= Given request =
Print every entry below verbatim, omitting the pictures from your output.

= The records =

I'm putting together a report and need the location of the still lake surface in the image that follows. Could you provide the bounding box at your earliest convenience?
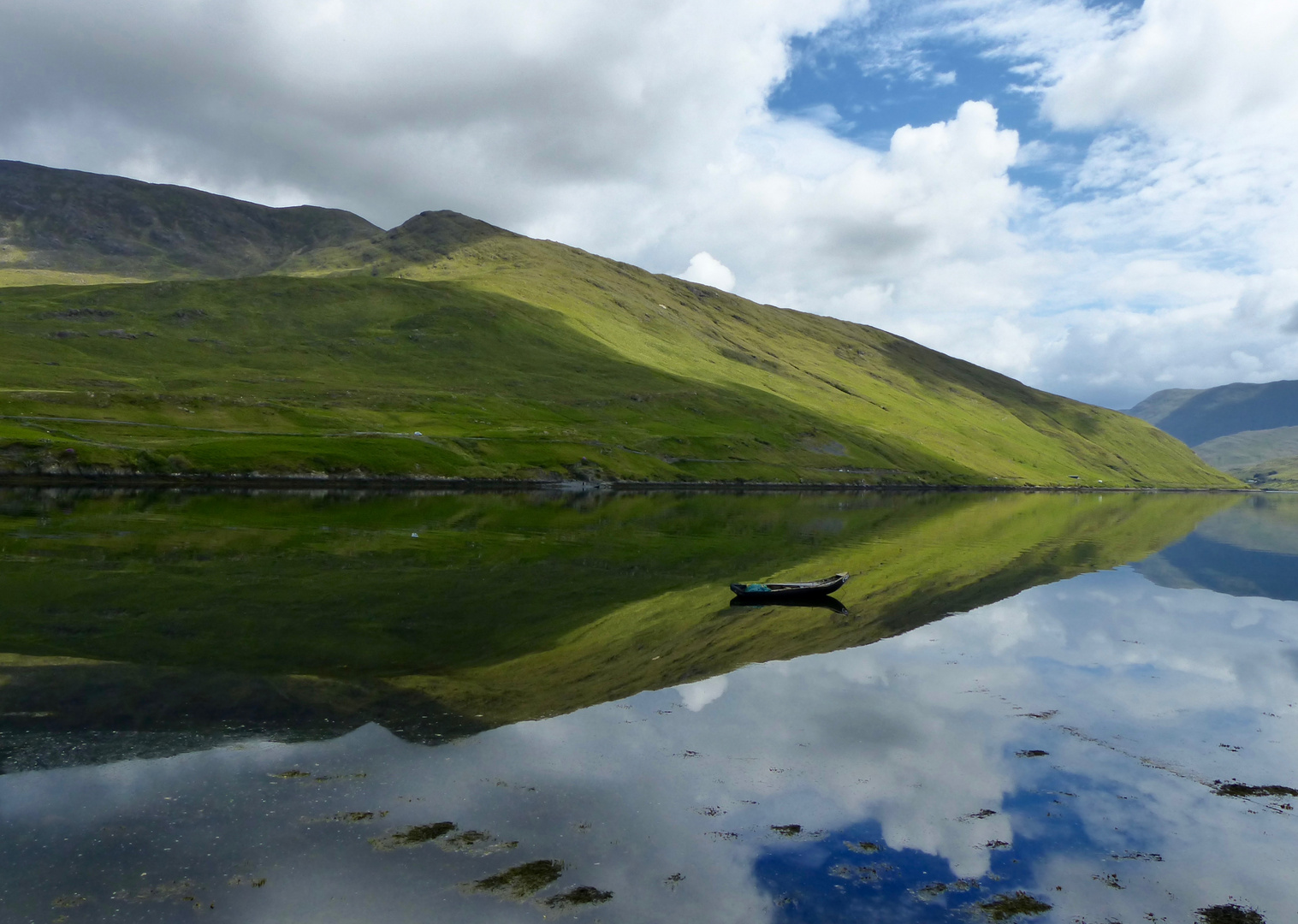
[0,490,1298,924]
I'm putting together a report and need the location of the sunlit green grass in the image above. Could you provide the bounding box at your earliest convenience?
[0,271,1233,487]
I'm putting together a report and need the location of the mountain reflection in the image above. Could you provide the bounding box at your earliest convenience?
[0,553,1298,921]
[1135,493,1298,600]
[0,492,1238,773]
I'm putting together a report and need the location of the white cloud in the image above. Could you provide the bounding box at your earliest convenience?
[680,251,735,292]
[0,0,1298,405]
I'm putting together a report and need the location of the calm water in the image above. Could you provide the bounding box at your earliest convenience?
[0,492,1298,924]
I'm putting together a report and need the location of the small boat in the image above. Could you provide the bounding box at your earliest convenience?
[731,571,849,602]
[723,593,851,617]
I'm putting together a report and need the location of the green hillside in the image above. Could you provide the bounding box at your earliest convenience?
[0,165,1238,488]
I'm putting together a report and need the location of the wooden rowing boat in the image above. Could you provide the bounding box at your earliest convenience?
[731,571,849,602]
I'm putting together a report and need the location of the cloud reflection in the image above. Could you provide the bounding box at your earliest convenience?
[0,568,1298,921]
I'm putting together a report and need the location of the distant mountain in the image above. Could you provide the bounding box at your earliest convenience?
[1127,380,1298,447]
[0,161,380,281]
[0,163,1237,487]
[1127,380,1298,488]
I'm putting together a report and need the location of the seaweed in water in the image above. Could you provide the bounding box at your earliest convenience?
[470,861,563,899]
[544,885,613,909]
[1195,904,1267,924]
[977,891,1048,924]
[1212,780,1298,799]
[843,841,879,854]
[370,821,459,850]
[915,879,979,901]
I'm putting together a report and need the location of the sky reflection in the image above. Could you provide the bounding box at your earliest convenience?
[0,548,1298,924]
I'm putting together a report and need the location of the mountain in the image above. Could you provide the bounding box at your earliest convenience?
[1127,380,1298,447]
[0,161,379,284]
[0,158,1237,487]
[1127,380,1298,488]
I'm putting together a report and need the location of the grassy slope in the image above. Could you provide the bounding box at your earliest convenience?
[0,278,976,482]
[0,201,1237,487]
[0,492,1240,723]
[283,213,1230,485]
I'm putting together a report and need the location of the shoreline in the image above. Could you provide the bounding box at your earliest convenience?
[0,472,1256,495]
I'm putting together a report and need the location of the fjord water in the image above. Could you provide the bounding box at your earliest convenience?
[0,490,1298,924]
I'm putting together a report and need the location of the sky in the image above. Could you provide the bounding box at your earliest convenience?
[0,0,1298,407]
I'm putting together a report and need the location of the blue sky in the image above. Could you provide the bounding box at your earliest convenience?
[0,0,1298,407]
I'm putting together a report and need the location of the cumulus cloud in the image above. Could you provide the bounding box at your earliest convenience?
[680,251,735,292]
[0,0,1298,405]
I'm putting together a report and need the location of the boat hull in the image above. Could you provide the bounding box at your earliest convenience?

= Correct result =
I'm putting together a report and need the location of the still lake surface in the image that follows. Could you provide the bounding box at your earliest convenience?
[0,490,1298,924]
I'm putting together a report and need the location of the sunlit green grass in the image above. Could you provide the bounding box at your earliest convenience?
[0,271,1233,487]
I'm putting together a report and need the location of the mountain reflection in the image above. Could you provide the bounding box at your earliest convenience?
[0,553,1298,921]
[1135,493,1298,600]
[0,492,1238,773]
I'm putting together a report and need the location of the white cloud in the image above. Could you provide the bounding box at your earliest convenience?
[680,251,735,292]
[0,0,1298,405]
I'm putting together a report and need the location of the calm water in the image above. Could you provide the bounding box at your earliest convenience?
[0,492,1298,924]
I'm putting together a report and need the location of the small boat in the image above. Could you provide the bounding box at your earliest convenience?
[731,571,849,602]
[723,593,851,617]
I'm putting together a report and need the location of the green hillside in the image above. Could you provide the bounding box at your earliest convenience?
[0,165,1238,488]
I'm putting together a report and need the location of the wooden rowing boat in the image above. Could you provide the bounding box at your earliest convenience?
[731,571,849,602]
I'm putting together a report and need the location of the cloud reflection in the image above. Could you provide the bounding box at your earliest convenience?
[0,568,1298,921]
I'm putting together a report and need the location of the distant mountain in the image above. Could you provide the bounding box at your earliest convenience?
[1127,380,1298,447]
[0,161,380,281]
[0,163,1237,487]
[1127,380,1298,488]
I'm putting together a report and need the location of the seaweed in water in the image above. Could you provide the bounding box at your earliest convenience?
[470,861,563,899]
[544,885,613,909]
[1195,904,1267,924]
[977,891,1048,924]
[1212,780,1298,799]
[843,841,879,854]
[370,821,459,850]
[915,879,979,901]
I'm putting together a report and need the location of the sky reflection in the image above. Could you provide the bounding box at your earliest convenience?
[0,548,1298,924]
I'm putting together a report and need the location of the mountain in the image above. Could you provide the bounding box at your earliest convenience?
[1127,380,1298,447]
[0,161,379,284]
[0,158,1237,487]
[1127,380,1298,488]
I'm putting together a report and need the location of the grassy slope in the image above. Could you provide the bounding box at your earliest convenience?
[0,278,976,482]
[0,201,1237,487]
[0,492,1240,723]
[283,213,1230,485]
I'm putting together a report and need the location of the shoreline in the image above. Could you provide the bounding box at your earliest convenience?
[0,472,1256,495]
I'm putting together a report and need the location of the fjord water in the image above. Could you provide the bounding box at your earliest convenience?
[0,490,1298,924]
I'm putting together a report and need the location of the sky in the image above. Could you provide the bounding box at your earliest convenience?
[0,0,1298,407]
I'm putting together a report and need the location of the blue sky in the image above. Could you provide the bounding box at your earliest convenience?
[0,0,1298,407]
I'm putting together a report and need the location of the cumulus cloud in the image above. Could you provide the bounding box at your earliest convenience?
[680,251,735,292]
[0,0,1298,405]
I'm putting together a report and need the location of the boat hull in the image above. Could you provide the bounding box at your earliest convenience?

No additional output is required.